What this task involves | Lines from the one containing "[locate] forested hill" through the end of the data are to be returned exactly, and no others.

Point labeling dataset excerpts
-- BEGIN --
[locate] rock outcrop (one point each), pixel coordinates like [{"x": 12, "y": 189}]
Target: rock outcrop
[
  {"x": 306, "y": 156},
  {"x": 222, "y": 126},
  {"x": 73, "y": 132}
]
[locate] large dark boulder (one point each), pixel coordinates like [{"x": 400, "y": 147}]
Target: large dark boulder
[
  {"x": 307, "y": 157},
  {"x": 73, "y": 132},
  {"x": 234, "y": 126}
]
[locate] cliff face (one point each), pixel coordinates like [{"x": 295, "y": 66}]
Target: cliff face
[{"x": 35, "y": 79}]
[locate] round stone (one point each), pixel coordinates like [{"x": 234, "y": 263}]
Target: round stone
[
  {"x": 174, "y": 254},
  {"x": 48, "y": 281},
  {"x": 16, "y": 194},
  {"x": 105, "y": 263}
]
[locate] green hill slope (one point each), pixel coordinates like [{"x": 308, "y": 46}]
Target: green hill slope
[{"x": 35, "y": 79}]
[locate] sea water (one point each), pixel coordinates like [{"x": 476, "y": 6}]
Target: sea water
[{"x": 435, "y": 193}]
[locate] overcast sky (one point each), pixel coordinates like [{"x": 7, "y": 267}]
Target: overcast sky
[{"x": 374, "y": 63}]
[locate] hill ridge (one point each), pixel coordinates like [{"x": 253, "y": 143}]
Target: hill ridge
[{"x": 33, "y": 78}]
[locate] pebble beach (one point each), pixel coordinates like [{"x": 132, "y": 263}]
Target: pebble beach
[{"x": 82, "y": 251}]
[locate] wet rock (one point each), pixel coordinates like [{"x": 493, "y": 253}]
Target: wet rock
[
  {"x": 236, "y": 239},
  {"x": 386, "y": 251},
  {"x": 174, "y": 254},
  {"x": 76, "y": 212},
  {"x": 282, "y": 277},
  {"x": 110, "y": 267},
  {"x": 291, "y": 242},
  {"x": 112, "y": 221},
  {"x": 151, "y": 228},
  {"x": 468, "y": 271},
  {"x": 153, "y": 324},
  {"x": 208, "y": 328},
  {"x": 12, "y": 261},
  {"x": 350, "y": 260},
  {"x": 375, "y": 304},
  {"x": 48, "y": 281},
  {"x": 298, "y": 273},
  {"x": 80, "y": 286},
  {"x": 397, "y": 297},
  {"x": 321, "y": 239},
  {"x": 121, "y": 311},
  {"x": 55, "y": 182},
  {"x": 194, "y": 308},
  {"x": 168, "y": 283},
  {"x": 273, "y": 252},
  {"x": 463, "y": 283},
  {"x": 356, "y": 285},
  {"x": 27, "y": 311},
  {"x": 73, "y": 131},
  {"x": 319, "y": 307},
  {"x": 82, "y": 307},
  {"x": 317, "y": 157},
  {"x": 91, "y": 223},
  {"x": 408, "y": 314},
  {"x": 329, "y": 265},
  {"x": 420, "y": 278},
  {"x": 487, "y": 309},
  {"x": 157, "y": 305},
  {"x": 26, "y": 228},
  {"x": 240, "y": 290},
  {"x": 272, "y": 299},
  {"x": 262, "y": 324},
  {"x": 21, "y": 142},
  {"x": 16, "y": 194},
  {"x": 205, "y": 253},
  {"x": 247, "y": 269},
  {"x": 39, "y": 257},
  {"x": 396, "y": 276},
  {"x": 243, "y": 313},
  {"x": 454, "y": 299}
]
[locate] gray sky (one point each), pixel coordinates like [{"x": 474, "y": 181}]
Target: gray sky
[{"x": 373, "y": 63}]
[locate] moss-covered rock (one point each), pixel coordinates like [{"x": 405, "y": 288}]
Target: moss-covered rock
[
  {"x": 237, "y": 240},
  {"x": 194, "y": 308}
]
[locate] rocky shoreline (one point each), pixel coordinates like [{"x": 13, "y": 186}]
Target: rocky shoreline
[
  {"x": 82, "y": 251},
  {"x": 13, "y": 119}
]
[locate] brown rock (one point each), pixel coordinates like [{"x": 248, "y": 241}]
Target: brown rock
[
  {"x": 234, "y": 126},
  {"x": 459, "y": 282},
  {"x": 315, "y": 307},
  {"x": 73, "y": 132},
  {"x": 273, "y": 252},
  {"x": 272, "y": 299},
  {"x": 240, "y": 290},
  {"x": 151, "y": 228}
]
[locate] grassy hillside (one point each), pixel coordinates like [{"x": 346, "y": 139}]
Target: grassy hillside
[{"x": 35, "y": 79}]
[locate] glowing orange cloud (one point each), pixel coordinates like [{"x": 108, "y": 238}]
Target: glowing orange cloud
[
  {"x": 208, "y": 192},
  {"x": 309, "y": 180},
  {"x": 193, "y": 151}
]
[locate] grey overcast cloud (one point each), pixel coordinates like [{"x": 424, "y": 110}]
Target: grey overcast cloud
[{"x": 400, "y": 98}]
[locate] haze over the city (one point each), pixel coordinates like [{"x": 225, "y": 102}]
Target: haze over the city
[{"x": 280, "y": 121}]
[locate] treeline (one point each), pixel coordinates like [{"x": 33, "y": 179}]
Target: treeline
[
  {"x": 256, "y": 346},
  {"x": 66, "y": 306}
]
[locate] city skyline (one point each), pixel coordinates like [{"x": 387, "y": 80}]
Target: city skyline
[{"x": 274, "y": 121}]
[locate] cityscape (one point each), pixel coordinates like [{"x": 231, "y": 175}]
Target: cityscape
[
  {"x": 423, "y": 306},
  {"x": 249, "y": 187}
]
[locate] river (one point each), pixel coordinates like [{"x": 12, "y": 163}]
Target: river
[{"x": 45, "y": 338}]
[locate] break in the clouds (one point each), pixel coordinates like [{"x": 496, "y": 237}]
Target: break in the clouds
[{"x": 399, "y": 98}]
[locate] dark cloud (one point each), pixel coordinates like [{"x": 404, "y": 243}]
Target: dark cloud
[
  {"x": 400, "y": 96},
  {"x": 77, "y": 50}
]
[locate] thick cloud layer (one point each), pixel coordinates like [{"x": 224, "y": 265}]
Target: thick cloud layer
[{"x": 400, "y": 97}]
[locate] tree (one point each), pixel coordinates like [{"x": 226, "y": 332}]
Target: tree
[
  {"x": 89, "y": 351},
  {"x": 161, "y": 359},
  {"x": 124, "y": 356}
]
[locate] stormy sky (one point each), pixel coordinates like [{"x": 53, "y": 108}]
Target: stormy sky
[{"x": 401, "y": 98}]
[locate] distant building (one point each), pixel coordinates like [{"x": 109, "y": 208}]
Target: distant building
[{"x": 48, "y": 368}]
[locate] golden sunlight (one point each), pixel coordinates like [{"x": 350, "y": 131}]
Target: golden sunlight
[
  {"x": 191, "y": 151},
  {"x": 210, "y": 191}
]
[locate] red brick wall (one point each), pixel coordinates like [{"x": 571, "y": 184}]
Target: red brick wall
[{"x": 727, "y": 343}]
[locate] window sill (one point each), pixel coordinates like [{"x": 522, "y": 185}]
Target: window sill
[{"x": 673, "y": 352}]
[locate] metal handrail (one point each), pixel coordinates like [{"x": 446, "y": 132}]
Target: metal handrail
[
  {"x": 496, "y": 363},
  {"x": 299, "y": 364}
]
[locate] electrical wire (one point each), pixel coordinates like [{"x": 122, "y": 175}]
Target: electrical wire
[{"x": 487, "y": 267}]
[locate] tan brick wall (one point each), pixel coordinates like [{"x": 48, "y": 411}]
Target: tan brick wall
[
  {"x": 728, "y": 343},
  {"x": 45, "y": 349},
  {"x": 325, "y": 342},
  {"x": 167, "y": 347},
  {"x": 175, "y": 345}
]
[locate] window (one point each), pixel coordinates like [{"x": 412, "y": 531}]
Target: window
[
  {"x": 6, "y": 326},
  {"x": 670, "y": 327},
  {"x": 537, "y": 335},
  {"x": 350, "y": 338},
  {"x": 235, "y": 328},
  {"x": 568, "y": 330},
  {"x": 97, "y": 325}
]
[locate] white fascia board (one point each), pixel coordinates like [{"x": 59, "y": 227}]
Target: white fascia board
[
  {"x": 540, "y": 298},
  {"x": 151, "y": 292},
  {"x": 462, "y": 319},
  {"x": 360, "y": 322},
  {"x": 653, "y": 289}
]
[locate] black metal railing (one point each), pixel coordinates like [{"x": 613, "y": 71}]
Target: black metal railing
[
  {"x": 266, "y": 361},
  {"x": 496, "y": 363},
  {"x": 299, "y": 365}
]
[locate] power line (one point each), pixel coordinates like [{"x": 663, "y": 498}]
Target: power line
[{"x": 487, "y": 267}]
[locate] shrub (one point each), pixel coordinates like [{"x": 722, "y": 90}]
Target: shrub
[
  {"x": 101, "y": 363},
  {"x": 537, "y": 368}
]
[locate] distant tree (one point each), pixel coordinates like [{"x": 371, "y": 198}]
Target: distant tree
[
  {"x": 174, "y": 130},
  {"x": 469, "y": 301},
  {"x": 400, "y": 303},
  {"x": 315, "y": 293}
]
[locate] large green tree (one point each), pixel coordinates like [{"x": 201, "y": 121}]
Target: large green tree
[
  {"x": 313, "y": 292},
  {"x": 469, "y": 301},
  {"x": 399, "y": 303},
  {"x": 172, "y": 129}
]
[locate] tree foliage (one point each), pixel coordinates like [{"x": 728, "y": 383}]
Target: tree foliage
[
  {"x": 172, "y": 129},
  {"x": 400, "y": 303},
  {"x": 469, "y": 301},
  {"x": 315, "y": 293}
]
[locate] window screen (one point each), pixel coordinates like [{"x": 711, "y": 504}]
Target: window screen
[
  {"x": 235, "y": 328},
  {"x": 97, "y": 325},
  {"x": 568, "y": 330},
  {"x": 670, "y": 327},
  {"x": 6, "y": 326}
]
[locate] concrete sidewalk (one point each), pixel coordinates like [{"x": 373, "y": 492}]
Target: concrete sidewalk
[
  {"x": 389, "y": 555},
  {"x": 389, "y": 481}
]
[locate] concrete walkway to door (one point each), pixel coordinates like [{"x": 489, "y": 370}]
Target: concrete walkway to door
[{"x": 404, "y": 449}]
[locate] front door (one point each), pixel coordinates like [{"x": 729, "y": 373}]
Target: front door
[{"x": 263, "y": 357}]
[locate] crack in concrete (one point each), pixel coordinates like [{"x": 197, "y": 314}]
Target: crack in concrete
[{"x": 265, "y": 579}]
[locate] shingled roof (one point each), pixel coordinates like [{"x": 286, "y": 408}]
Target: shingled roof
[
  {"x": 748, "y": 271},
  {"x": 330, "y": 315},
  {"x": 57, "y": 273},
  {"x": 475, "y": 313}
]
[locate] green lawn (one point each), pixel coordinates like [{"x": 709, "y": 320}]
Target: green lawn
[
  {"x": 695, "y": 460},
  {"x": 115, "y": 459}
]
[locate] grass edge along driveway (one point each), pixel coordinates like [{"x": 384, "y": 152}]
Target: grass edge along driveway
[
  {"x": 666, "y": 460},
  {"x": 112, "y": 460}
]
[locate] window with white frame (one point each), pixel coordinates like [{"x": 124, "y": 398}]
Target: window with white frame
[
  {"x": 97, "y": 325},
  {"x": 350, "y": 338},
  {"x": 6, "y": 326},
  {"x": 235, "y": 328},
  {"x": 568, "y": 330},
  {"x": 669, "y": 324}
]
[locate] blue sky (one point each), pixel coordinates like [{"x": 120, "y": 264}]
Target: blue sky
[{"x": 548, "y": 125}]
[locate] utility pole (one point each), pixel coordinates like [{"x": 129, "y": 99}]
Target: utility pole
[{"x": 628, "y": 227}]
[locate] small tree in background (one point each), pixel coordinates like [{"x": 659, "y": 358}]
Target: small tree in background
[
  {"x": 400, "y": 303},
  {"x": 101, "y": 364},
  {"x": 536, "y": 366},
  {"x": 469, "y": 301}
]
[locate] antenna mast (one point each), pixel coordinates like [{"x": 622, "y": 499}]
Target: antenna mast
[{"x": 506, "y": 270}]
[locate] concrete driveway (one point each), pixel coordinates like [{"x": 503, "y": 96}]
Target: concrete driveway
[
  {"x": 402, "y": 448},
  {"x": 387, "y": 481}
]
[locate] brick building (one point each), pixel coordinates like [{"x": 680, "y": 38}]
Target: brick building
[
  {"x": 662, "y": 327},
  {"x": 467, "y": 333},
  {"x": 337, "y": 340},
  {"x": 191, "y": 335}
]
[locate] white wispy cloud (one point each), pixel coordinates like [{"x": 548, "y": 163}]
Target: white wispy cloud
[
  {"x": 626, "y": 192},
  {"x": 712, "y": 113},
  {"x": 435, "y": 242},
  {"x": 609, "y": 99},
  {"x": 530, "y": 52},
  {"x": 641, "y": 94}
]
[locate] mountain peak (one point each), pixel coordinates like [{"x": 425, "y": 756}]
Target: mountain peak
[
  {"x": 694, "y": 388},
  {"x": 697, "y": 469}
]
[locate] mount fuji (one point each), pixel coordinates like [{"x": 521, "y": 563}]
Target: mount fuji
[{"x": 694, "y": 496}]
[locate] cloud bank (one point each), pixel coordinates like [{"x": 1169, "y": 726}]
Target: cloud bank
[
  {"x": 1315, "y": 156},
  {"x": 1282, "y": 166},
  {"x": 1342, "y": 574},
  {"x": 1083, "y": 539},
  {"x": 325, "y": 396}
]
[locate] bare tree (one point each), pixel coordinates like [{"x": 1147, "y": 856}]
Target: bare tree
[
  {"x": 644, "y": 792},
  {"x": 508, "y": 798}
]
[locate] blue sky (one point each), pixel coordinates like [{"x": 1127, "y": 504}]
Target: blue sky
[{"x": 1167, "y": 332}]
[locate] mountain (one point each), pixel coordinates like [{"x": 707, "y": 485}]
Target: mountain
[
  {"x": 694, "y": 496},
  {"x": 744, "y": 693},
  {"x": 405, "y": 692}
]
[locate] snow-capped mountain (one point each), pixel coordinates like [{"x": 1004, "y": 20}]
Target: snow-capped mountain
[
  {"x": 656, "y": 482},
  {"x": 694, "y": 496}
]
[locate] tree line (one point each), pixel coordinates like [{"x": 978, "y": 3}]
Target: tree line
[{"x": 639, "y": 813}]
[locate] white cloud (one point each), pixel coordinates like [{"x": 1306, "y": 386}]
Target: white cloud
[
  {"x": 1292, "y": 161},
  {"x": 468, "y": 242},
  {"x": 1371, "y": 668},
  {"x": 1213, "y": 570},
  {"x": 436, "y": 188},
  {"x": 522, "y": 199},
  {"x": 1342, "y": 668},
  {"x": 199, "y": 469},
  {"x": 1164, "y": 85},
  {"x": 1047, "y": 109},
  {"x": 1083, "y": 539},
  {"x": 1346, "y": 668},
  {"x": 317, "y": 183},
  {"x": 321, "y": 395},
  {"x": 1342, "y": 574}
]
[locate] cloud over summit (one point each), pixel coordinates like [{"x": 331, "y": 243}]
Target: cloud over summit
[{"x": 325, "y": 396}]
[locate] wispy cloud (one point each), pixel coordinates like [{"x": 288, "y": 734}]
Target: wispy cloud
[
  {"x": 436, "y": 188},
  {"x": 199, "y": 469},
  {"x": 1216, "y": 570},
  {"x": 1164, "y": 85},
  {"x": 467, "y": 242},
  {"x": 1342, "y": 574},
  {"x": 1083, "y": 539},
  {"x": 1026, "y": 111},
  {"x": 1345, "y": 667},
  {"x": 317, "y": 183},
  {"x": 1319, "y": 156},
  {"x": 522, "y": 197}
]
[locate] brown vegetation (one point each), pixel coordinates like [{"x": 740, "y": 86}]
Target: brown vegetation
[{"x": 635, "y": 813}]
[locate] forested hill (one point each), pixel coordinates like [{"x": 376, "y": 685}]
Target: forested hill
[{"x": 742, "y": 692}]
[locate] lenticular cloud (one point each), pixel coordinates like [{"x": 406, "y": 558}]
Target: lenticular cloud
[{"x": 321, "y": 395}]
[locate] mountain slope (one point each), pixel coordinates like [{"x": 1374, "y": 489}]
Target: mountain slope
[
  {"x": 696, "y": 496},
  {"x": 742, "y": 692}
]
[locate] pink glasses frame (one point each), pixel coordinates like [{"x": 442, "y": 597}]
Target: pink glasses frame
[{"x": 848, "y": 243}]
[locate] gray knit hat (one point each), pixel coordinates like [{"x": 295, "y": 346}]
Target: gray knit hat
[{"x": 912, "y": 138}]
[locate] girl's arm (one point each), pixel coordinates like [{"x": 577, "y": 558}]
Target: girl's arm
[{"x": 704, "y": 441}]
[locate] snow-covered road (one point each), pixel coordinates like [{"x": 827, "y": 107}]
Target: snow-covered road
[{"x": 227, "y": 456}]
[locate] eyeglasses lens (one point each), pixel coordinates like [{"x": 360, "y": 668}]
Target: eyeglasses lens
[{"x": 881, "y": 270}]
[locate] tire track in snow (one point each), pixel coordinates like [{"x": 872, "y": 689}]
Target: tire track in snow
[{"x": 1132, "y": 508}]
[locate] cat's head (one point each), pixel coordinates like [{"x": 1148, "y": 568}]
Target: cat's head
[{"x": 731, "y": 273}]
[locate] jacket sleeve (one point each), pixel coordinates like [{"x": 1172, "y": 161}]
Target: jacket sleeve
-- END --
Full answer |
[locate] forested hill (one point each), pixel coordinates like [{"x": 376, "y": 685}]
Target: forested hill
[{"x": 742, "y": 692}]
[locate] lenticular cloud (one point each), pixel coordinates like [{"x": 406, "y": 558}]
Target: lenticular cloud
[{"x": 321, "y": 395}]
[locate] mountain slope (one point each), pixel coordinates like [{"x": 1374, "y": 489}]
Target: mountain slope
[
  {"x": 696, "y": 496},
  {"x": 742, "y": 692}
]
[locate] pink glasses frame (one point each), pixel coordinates like [{"x": 442, "y": 597}]
Target: pink glasses frame
[{"x": 848, "y": 243}]
[locate] gray knit hat (one point each), pixel coordinates like [{"x": 295, "y": 346}]
Target: gray knit hat
[{"x": 912, "y": 138}]
[locate] girl's arm (one point each), pixel coordinates like [{"x": 577, "y": 558}]
Target: girl's arm
[{"x": 704, "y": 441}]
[locate] snow-covered road (one point each), pixel coordinates like [{"x": 827, "y": 107}]
Target: snow-covered road
[{"x": 227, "y": 456}]
[locate] eyeglasses lens (one point each), pixel coordinates like [{"x": 360, "y": 668}]
Target: eyeglasses lens
[{"x": 881, "y": 270}]
[locate] tire track in snow (one point each), pixel coordinates like [{"x": 872, "y": 689}]
Target: tire track in snow
[{"x": 1132, "y": 508}]
[locate] cat's head (one point each), pixel coordinates like [{"x": 1148, "y": 568}]
Target: cat's head
[{"x": 731, "y": 273}]
[locate] jacket sleeve (one point each), pixel coordinates like [{"x": 1172, "y": 161}]
Target: jacket sleeve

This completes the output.